- What the task requires:
Wherever the word "lighthouse" appears in the entries, copy the whole line.

- Task inputs:
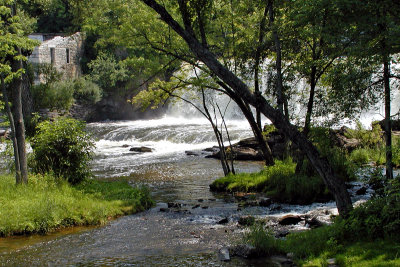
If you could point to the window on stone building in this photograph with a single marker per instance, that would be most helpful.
(67, 52)
(52, 55)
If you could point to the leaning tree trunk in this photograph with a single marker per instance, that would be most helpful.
(387, 122)
(264, 147)
(18, 177)
(16, 91)
(334, 184)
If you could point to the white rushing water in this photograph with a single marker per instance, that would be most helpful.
(168, 137)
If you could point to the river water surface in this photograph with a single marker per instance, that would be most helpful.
(190, 236)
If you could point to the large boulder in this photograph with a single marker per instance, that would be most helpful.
(239, 153)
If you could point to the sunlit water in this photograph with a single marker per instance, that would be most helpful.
(190, 237)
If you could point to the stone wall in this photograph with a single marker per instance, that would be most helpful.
(63, 53)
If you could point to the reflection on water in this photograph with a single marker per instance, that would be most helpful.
(189, 236)
(152, 238)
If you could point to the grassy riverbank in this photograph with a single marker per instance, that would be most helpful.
(278, 182)
(47, 204)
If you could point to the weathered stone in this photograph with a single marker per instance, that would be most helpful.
(281, 233)
(4, 133)
(192, 153)
(164, 209)
(174, 205)
(289, 220)
(361, 191)
(62, 52)
(313, 222)
(223, 221)
(246, 220)
(141, 149)
(281, 261)
(223, 254)
(265, 202)
(211, 149)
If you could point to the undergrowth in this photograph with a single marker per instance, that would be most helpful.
(278, 182)
(48, 203)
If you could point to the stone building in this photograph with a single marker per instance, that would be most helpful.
(63, 52)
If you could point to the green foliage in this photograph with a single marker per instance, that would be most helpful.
(64, 148)
(108, 73)
(278, 182)
(87, 91)
(336, 156)
(14, 28)
(57, 204)
(247, 220)
(55, 96)
(7, 156)
(53, 93)
(359, 156)
(367, 138)
(265, 243)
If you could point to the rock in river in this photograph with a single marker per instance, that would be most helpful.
(141, 149)
(290, 219)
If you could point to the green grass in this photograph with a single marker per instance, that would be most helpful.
(278, 182)
(378, 253)
(47, 204)
(315, 247)
(369, 236)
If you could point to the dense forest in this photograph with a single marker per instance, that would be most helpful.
(307, 67)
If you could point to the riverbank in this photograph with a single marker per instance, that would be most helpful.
(47, 204)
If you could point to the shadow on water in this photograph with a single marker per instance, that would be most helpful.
(161, 236)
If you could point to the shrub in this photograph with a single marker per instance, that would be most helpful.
(359, 156)
(56, 95)
(87, 91)
(278, 182)
(264, 242)
(367, 138)
(63, 148)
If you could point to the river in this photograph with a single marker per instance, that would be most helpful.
(190, 236)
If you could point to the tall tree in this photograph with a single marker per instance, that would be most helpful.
(12, 44)
(378, 26)
(202, 53)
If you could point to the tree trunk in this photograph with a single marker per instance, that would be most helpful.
(336, 186)
(265, 149)
(387, 122)
(257, 64)
(18, 178)
(16, 90)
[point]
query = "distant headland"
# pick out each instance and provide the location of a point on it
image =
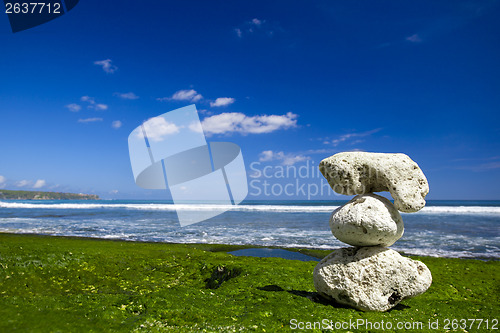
(37, 195)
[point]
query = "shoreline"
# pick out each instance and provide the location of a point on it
(86, 284)
(318, 253)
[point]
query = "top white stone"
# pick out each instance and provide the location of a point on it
(354, 173)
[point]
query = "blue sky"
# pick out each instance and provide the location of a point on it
(291, 82)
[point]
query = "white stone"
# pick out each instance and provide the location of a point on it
(370, 278)
(367, 220)
(355, 173)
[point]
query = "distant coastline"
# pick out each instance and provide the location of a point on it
(37, 195)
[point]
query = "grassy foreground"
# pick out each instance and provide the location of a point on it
(75, 284)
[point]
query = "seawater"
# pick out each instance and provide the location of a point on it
(460, 229)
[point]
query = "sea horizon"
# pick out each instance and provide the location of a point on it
(444, 228)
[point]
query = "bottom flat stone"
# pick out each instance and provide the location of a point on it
(370, 278)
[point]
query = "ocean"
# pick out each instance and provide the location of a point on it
(453, 229)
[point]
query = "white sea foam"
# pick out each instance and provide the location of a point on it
(461, 210)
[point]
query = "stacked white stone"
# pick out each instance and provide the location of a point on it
(370, 276)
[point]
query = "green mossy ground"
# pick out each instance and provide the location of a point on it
(62, 284)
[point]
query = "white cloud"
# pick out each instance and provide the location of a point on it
(88, 99)
(183, 95)
(89, 120)
(256, 22)
(92, 104)
(129, 95)
(157, 128)
(100, 107)
(222, 101)
(73, 107)
(106, 65)
(346, 137)
(414, 38)
(39, 183)
(266, 155)
(285, 159)
(23, 183)
(240, 123)
(257, 26)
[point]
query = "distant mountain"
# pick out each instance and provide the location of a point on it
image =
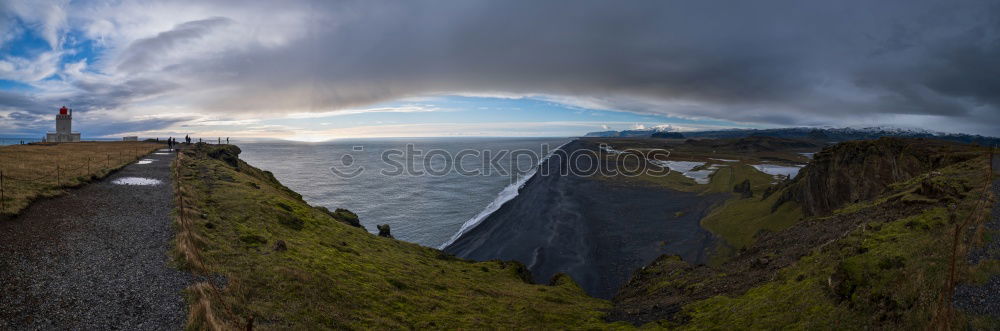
(624, 134)
(817, 134)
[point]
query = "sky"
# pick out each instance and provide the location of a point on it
(317, 70)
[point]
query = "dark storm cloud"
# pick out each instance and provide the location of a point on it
(143, 53)
(926, 63)
(778, 62)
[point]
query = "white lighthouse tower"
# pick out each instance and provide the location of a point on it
(64, 128)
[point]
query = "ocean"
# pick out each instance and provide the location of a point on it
(448, 185)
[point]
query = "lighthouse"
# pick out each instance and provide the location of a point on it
(64, 128)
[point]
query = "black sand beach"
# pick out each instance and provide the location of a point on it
(595, 230)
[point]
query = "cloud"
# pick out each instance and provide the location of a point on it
(142, 54)
(923, 62)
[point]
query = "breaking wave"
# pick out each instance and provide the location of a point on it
(508, 193)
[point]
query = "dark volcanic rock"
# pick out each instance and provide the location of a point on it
(861, 170)
(384, 231)
(596, 230)
(743, 189)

- Solution for this problem:
query = "white lighthouse tower"
query = "lighthouse"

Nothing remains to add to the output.